▶ _Text_
----

But while the song may be cute, I think sometimes we stray into a theology that is anything but. A theology that remembers God’s love is deep, but forgets that it’s wide.


How often do we stop to consider how radically far-reaching God’s love is? The people in Jesus’ day had a very clearly defined idea of who was “in” with God…and guess what? Most of you reading this would not fit in that box.


In this week’s sermon text, we see Jesus ministering among people who His contemporary Jews didn’t think were included in God’s family. People like you and I. It’s a good thing that God’s purposes reached far beyond what His people had expected, or we would still be on the outside looking in.


But God’s love was wide. God had plans to glorify His name far beyond the borders of ethnic Israel, and to show His love to far more people than the genetic descendants of Abraham. David wrote, “All the nations you have made will come and worship before you, Lord; they will bring glory to Your name” (Psalm 87:9).


And guess what? As we gather to worship Him together, we get to be part of that prophecy’s fulfillment. After all, when David was writing about Gentile nations coming to worship the God of Israel, he was writing about people like you and me.


So as we tune our hearts for worship this week, let’s consider the words we will sing and pray together, and think about how they remind us of the far-reaching embrace of the grace of God. After all, if God’s love wasn’t so wide, we never would have had the chance to come and worship Him.



Take a moment to consider that we are part of the “chosen seed of Israel’s race” that this song calls to worship Jesus. God could have kept things literal, with Israel’s race being defined by, you know, race. But His love was so extravagant, and His zeal for His own glory so passionate, that He invited “every kindred, every tribe on this terrestrial ball” (aka everybody on earth) to join in the chorus. Is that really an invitation we want to refuse this Sunday?



The writer of this song says that Jesus brought good news for the captive, the shamed, the one who walked away, the doubter, the one religion failed, the blind man, the poor, the one the world ignores, the weary, the one who strives…any of this sounding close to home? If it’s not, it’s only because we forget that when Jesus said He came “to proclaim good news to the poor…freedom for the prisoners, and recovery of sight for the blind, to set the oppressed free” (Luke 4:18b), he was talking about people like us. The more we remember that we were people in need of good news, the better the news of Jesus seems.

Now take a moment to ask: if someone hears our singing this coming Sunday, would they believe that the gospel really is good news? Let’s get more personal: if someone heard your singing, would they believe the gospel is good news? If a blind man received his sight, or a deaf man his hearing, do you think he’d keep it to himself? (Read the end of the sermon text linked above if you want to give away the answer…spoiler: he doesn’t keep it to himself). The better the news, the more exuberant the response. When we sing out together this Sunday, exactly how good will we be saying the news is?



I love the boldness of the Syrophoenician woman in this week’s sermon text. She asks Jesus to heal her daughter, and Jesus pretty much tells her “You’re a dog, now wait your turn.” But she won’t be dissuaded…and guess what? Jesus honors that.

----

▶ _Recorded data_
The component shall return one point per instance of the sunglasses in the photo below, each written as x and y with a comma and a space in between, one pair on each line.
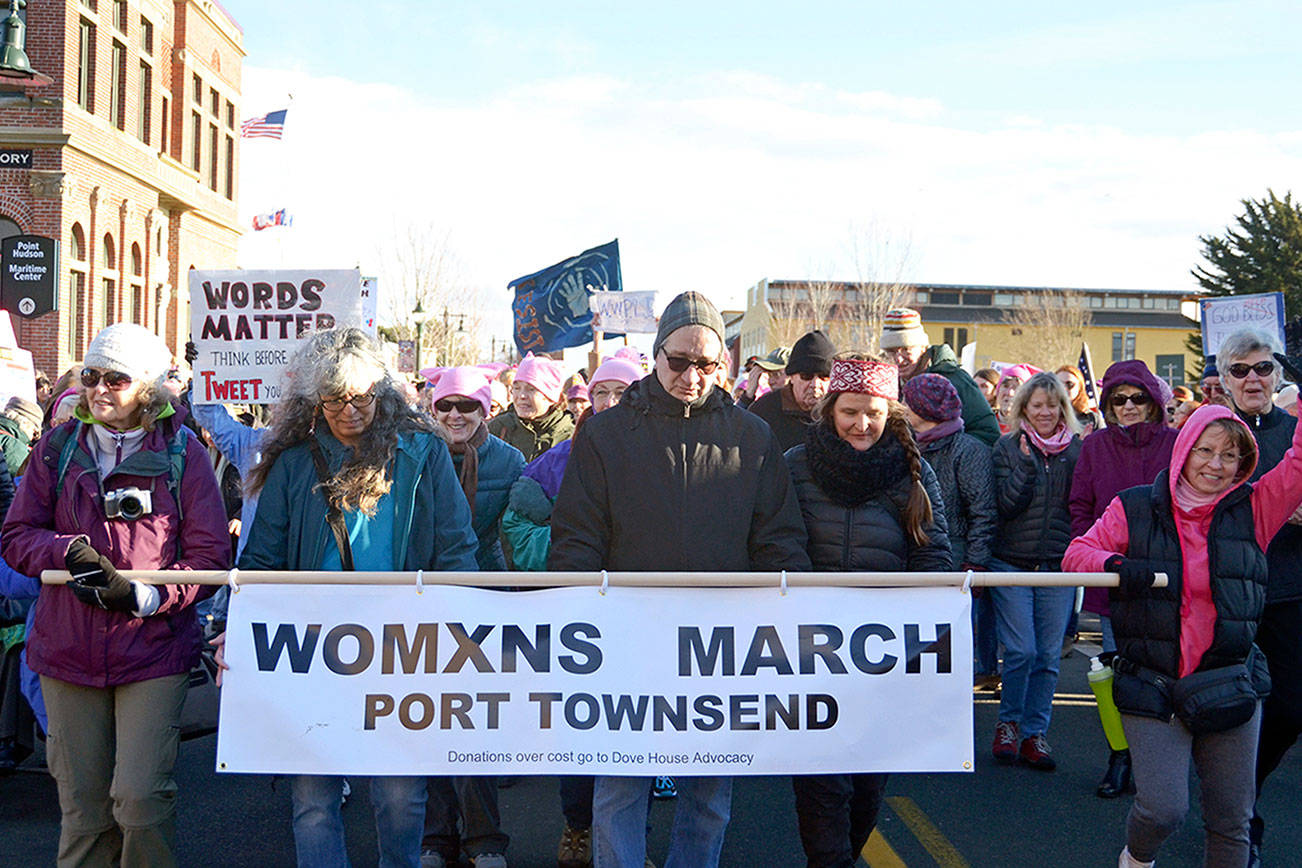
115, 380
680, 363
464, 407
1139, 400
358, 401
1262, 368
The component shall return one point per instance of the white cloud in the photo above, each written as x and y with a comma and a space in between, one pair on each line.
712, 184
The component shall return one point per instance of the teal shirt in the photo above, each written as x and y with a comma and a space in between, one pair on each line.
370, 538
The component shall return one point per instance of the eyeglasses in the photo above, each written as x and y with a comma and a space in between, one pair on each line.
1205, 454
1138, 398
680, 363
464, 407
358, 401
1262, 368
115, 380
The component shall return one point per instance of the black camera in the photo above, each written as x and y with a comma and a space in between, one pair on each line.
128, 502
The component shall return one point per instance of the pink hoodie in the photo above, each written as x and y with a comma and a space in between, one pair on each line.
1275, 496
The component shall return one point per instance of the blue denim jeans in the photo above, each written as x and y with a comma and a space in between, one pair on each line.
620, 821
1031, 625
399, 804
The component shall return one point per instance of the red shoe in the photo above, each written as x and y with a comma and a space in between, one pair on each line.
1005, 742
1037, 754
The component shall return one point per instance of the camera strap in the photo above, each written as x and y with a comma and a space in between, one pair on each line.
333, 515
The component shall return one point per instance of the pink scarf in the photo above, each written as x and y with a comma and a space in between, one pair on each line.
1055, 443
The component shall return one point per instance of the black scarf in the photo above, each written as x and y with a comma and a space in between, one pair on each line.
848, 476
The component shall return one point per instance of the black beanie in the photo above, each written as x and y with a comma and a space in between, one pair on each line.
811, 354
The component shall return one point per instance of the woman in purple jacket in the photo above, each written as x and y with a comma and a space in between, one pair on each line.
1130, 450
121, 487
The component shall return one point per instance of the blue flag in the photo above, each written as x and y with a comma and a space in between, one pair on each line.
551, 309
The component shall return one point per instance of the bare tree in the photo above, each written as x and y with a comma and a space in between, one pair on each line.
1048, 327
422, 271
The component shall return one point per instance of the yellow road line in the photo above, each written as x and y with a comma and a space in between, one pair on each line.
938, 845
879, 854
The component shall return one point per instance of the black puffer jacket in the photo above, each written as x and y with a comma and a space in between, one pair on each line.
1030, 493
966, 476
1147, 626
854, 502
1274, 434
656, 484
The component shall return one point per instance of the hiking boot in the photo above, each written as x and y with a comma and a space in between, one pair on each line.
576, 849
1037, 754
1005, 742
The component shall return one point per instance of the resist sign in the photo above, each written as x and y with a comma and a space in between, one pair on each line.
246, 325
367, 679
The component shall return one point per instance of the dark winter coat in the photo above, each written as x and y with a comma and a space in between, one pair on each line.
1030, 495
854, 502
1274, 434
87, 646
656, 484
535, 436
966, 476
784, 417
978, 418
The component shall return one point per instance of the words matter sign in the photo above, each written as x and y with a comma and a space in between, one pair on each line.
246, 325
384, 679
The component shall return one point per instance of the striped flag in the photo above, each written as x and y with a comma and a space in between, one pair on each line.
264, 126
274, 219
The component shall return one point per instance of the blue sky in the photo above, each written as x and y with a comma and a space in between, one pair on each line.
1005, 143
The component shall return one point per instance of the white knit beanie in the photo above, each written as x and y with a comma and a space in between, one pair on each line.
130, 349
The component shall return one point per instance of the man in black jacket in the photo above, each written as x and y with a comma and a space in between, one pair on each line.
788, 410
675, 478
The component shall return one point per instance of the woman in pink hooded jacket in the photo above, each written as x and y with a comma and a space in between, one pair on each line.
1206, 527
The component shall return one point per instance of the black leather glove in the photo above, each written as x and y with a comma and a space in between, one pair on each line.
95, 581
1293, 367
1137, 575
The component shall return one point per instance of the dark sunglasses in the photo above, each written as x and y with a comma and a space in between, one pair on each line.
115, 380
464, 407
1139, 400
1240, 370
680, 363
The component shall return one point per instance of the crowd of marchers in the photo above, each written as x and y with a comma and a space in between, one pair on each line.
817, 458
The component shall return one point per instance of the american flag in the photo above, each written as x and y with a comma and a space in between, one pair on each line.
266, 126
274, 219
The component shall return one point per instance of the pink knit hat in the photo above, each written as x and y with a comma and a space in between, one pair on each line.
470, 381
619, 370
542, 374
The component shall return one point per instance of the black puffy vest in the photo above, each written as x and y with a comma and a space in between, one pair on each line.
1147, 627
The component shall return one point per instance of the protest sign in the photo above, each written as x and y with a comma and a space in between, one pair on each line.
1228, 314
630, 312
246, 325
551, 309
388, 679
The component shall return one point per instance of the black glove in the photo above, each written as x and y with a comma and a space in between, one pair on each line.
1293, 367
95, 581
1137, 575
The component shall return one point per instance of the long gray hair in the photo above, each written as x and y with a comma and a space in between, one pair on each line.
331, 363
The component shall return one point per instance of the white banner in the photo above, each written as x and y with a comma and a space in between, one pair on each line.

----

▶ _Task statement_
Repeat the passage from the text on the wideness of God's love between "So as we tune" and "refuse this Sunday?", inclusive, swapping "extravagant" for "lavish".

▶ _Exercise result_
So as we tune our hearts for worship this week, let’s consider the words we will sing and pray together, and think about how they remind us of the far-reaching embrace of the grace of God. After all, if God’s love wasn’t so wide, we never would have had the chance to come and worship Him.



Take a moment to consider that we are part of the “chosen seed of Israel’s race” that this song calls to worship Jesus. God could have kept things literal, with Israel’s race being defined by, you know, race. But His love was so lavish, and His zeal for His own glory so passionate, that He invited “every kindred, every tribe on this terrestrial ball” (aka everybody on earth) to join in the chorus. Is that really an invitation we want to refuse this Sunday?